**PÁGINA**
- - -

“Queridos hermanos y
hermanas, ¡buenos días!
Como bien sabemos, el
gran mandamiento que nos ha dejado el Señor Jesús es aquel de amar: amar a Dios
con todo el corazón, con toda el alma y con toda la mente y amar al prójimo
como a nosotros mismos (Cfr. Mt 22,37-39). Es decir, estamos llamados al amor,
a la caridad y esta es nuestra vocación más alta, nuestra vocación por
excelencia; y a esa está relacionada también la alegría de la esperanza
cristiana. Quien ama tiene la alegría de la esperanza, de llegar a encontrar el
gran amor que es el Señor.
El apóstol Pablo, en
el pasaje de la Carta a los Romanos que hemos apenas escuchado, nos pone en
guardia: existe el riesgo que nuestra caridad sea hipócrita, que nuestro amor
sea hipócrita. Entonces nos debemos preguntar: ¿Cuándo sucede esto, esta
hipocresía? Y ¿Cómo podemos estar seguros de que nuestro amor sea sincero, que
nuestra caridad sea auténtica? ¿De no aparentar de hacer caridad o que nuestro
amor no sea una telenovela? Amor sincero, fuerte.
La hipocresía puede
introducirse por todas partes, también en nuestro modo de amar. Esto se
verifica cuando nuestro amor es un amor interesado, motivado por intereses
personales; y cuantos amores interesados existen… cuando los servicios
caritativos en los cuales parece que nos donamos son realizados para mostrarnos
a nosotros mismos o para sentirnos satisfechos: “pero, qué bueno que soy”,
¿no?: esto es hipocresía; o aún más, cuando buscamos cosas que tienen
“visibilidad” para hacer alarde de nuestra inteligencia o de nuestras
capacidades.

- - -

**FILAS DE DATOS**
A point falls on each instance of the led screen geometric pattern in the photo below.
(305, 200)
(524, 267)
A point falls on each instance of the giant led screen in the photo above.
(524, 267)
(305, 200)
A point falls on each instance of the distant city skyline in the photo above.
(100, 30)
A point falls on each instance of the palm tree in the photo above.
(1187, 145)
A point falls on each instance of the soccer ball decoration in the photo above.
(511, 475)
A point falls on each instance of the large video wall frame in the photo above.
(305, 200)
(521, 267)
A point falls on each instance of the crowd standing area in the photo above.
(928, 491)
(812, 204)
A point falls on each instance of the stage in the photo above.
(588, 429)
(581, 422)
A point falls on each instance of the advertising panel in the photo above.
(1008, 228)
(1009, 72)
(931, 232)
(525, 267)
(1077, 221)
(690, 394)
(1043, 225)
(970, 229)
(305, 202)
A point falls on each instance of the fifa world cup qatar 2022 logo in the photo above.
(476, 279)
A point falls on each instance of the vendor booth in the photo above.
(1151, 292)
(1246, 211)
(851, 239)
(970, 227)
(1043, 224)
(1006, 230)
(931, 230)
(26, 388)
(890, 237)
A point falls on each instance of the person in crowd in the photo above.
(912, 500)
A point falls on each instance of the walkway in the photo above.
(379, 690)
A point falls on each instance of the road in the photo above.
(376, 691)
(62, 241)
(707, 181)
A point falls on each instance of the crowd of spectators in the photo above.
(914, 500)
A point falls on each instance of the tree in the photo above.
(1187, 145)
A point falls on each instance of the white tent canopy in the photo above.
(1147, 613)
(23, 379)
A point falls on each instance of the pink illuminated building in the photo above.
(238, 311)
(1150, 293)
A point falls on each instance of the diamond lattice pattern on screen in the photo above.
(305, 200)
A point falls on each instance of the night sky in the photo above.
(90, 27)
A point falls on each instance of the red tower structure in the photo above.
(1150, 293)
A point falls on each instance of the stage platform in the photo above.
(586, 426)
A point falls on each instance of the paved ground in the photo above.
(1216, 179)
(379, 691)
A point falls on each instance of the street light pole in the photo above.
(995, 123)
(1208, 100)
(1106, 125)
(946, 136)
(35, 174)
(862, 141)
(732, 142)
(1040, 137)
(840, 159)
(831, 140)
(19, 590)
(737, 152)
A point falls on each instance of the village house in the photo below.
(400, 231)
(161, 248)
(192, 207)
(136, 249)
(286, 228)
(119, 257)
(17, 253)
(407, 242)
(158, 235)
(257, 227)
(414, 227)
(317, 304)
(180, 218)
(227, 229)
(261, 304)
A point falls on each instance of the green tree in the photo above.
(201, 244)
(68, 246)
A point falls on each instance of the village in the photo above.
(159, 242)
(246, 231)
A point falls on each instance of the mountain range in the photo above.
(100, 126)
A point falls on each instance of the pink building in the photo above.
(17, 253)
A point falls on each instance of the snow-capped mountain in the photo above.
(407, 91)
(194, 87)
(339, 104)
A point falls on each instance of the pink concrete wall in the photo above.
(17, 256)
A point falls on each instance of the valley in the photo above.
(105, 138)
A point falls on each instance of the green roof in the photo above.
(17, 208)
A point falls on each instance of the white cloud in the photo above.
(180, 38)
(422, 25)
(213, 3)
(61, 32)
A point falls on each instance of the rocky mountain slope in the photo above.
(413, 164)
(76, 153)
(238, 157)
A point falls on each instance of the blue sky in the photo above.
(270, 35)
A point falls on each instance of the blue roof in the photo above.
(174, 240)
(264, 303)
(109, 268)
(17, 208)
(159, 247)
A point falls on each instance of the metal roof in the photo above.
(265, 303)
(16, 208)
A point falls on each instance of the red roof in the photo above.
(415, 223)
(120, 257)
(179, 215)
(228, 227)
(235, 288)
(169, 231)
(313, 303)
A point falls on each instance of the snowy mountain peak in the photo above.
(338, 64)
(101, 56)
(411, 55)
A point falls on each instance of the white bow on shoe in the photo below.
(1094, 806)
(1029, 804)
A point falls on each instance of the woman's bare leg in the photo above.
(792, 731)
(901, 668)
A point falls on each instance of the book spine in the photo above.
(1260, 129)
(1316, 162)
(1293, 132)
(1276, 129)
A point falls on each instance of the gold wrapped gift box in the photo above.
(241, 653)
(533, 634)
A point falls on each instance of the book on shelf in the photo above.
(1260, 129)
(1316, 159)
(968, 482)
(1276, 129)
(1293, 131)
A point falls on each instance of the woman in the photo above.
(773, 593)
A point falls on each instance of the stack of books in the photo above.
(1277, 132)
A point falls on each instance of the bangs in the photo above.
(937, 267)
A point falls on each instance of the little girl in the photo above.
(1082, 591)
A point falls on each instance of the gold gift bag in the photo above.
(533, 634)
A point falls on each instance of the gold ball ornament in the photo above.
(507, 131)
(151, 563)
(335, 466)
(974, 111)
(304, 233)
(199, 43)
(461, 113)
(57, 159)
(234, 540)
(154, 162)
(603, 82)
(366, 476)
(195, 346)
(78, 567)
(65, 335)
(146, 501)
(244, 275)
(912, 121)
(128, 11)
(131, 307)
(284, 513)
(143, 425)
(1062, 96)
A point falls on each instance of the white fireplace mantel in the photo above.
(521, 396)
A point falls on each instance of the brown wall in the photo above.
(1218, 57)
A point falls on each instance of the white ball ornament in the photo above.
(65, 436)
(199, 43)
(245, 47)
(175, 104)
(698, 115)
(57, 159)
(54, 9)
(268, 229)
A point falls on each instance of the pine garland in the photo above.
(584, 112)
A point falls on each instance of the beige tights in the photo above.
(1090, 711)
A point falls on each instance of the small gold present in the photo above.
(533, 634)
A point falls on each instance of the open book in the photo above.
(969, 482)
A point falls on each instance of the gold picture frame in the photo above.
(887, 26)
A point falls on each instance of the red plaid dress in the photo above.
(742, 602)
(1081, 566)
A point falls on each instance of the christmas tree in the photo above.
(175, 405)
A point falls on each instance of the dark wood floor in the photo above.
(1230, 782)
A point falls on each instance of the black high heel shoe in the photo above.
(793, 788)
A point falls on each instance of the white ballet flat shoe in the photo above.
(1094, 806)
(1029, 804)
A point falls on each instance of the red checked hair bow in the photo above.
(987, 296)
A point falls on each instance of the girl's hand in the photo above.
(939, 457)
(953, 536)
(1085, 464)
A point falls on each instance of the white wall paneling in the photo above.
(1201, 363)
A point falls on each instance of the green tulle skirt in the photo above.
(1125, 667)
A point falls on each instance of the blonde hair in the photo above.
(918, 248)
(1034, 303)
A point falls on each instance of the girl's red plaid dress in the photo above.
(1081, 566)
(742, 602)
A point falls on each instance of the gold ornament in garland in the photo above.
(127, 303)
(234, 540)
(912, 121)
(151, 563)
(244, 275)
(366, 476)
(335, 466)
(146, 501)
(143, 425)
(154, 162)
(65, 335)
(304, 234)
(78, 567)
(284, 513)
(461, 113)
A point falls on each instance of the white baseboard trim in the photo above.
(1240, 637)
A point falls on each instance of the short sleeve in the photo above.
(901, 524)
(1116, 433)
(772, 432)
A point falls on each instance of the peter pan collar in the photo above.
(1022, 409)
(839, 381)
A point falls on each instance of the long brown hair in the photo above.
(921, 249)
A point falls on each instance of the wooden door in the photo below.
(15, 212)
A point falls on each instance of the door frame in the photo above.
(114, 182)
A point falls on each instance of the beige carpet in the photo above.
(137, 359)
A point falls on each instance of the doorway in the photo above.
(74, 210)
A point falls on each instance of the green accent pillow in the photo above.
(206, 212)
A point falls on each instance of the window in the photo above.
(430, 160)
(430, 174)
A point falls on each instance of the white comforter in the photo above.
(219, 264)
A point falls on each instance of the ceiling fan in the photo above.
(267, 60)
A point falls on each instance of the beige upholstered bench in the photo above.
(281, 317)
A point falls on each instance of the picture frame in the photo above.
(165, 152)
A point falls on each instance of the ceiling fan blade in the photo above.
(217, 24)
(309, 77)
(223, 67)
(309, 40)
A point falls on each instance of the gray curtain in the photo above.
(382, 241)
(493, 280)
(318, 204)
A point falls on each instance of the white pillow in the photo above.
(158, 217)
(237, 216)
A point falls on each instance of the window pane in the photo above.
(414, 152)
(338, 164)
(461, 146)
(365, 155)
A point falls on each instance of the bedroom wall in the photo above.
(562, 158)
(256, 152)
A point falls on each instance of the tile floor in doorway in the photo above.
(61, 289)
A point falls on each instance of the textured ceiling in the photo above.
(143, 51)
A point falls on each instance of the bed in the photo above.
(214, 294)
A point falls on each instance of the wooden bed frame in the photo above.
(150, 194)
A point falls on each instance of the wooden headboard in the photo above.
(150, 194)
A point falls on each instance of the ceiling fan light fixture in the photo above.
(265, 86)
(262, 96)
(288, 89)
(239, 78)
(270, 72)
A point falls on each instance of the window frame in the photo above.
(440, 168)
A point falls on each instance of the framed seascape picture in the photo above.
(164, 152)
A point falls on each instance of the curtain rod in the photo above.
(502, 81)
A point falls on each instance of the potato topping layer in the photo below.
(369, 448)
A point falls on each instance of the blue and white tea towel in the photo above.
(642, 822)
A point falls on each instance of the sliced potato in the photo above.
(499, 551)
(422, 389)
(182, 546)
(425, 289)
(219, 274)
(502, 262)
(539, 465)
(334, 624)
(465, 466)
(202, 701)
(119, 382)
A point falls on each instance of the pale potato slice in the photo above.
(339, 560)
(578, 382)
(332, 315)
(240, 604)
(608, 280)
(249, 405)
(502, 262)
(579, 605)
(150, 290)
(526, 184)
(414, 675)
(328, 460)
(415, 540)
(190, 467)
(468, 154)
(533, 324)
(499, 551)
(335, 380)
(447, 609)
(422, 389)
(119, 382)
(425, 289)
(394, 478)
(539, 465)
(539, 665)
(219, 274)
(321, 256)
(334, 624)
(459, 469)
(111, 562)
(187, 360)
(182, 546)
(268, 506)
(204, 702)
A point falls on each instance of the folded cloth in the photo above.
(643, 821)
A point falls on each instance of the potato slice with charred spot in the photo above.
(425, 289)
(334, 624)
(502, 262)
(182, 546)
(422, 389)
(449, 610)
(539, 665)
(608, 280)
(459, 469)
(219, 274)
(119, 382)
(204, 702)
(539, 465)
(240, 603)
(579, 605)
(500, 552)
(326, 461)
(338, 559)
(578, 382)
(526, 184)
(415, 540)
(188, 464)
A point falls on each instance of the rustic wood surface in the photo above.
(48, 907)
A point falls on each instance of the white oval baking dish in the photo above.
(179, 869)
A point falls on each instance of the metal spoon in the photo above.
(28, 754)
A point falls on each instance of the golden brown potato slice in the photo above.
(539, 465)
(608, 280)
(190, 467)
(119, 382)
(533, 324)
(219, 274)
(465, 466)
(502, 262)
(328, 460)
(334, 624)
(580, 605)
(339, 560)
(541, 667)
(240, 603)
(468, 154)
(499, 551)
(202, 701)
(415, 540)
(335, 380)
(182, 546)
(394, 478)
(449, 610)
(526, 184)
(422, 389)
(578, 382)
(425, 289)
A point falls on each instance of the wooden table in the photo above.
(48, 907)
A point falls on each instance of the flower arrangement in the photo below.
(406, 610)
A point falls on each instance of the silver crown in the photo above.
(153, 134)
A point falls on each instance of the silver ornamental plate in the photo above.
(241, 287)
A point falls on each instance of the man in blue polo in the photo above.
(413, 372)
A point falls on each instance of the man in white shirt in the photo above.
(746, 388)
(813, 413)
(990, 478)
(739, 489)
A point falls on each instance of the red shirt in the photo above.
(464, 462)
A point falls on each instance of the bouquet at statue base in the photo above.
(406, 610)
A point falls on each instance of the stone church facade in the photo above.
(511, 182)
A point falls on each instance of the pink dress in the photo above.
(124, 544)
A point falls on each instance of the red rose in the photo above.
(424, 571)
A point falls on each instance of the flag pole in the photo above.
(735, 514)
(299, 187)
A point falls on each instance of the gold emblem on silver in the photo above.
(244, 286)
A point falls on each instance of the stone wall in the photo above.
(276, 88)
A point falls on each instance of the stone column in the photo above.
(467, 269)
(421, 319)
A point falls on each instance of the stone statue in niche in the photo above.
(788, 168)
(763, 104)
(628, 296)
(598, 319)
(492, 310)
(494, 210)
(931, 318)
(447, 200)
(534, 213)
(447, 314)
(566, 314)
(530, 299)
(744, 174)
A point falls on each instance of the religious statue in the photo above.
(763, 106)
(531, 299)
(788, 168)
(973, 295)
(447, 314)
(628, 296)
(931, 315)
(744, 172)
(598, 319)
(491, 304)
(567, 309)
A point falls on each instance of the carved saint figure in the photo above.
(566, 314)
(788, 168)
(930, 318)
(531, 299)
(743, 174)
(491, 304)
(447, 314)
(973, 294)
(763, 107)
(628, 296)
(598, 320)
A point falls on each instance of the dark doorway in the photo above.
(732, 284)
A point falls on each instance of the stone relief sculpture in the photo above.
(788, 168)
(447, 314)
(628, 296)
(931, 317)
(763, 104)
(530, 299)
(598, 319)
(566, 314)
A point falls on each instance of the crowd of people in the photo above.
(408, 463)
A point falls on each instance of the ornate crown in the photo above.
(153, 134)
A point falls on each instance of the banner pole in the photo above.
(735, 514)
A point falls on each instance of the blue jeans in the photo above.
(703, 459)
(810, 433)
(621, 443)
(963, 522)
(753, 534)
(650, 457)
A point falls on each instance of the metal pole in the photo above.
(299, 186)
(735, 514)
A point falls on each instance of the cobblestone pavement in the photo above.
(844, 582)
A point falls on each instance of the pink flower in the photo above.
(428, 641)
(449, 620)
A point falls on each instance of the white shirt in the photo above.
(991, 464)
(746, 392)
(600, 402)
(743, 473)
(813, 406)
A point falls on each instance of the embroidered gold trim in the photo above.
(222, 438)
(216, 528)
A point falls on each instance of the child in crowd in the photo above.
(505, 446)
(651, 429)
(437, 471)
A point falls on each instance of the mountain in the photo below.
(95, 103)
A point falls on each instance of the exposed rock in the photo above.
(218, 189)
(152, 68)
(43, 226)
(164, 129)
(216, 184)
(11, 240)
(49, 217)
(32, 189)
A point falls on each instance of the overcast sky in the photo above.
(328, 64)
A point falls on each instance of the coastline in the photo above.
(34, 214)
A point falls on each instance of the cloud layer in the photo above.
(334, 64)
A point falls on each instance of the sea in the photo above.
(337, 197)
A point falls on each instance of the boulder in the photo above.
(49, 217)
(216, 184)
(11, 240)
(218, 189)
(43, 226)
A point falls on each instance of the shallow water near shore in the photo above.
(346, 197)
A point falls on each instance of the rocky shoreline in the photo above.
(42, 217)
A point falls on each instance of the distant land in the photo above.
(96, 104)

- - -

Prolonga el texto sobre el amor sincero y la caridad hipócrita a partir de su última oración.

**RESULTADO OBTENIDO**
Detrás de todo esto
existe una idea falsa, engañosa, la de decir que si amamos es porque nosotros
somos buenos; como si la caridad fuera una creación del hombre, un producto de
nuestro corazón. La caridad, en cambio, es sobre todo una gracia, un regalo;
poder amar es un don de Dios, y debemos pedirlo. Y Él lo da gustoso, si
nosotros se lo pedimos.
La caridad es una
gracia: no consiste en el hacer ver lo que nosotros somos, sino en aquello que
el Señor nos dona y que nosotros libremente acogemos; y no se puede expresar en
el encuentro con los demás si antes no es generada en el encuentro con el
rostro humilde y misericordioso de Jesús.
Pablo nos invita a
reconocer que somos pecadores, y que también nuestro modo de amar está marcado
por el pecado. Al mismo tiempo, pero, se hace mensajero de un anuncio nuevo, un
anuncio de esperanza: el Señor abre ante nosotros una vía de liberación, una
vía de salvación. Es la posibilidad de vivir también nosotros el gran
mandamiento del amor, de convertirnos en instrumentos de la caridad de Dios.
Y esto sucede cuando
nos dejamos sanar y renovar el corazón por Cristo resucitado. El Señor
resucitado que vive entre nosotros, que vive con nosotros es capaz de sanar
nuestro corazón: lo hace, si nosotros lo pedimos. Es Él quien nos permite, a
pesar de nuestra pequeñez y pobreza, experimentar la compasión del Padre y
celebrar las maravillas de su amor.
Y entonces se
entiende que todo aquello que podemos vivir y hacer por los hermanos no es otra
cosa que la respuesta a lo que Dios ha hecho y continúa a hacer por nosotros.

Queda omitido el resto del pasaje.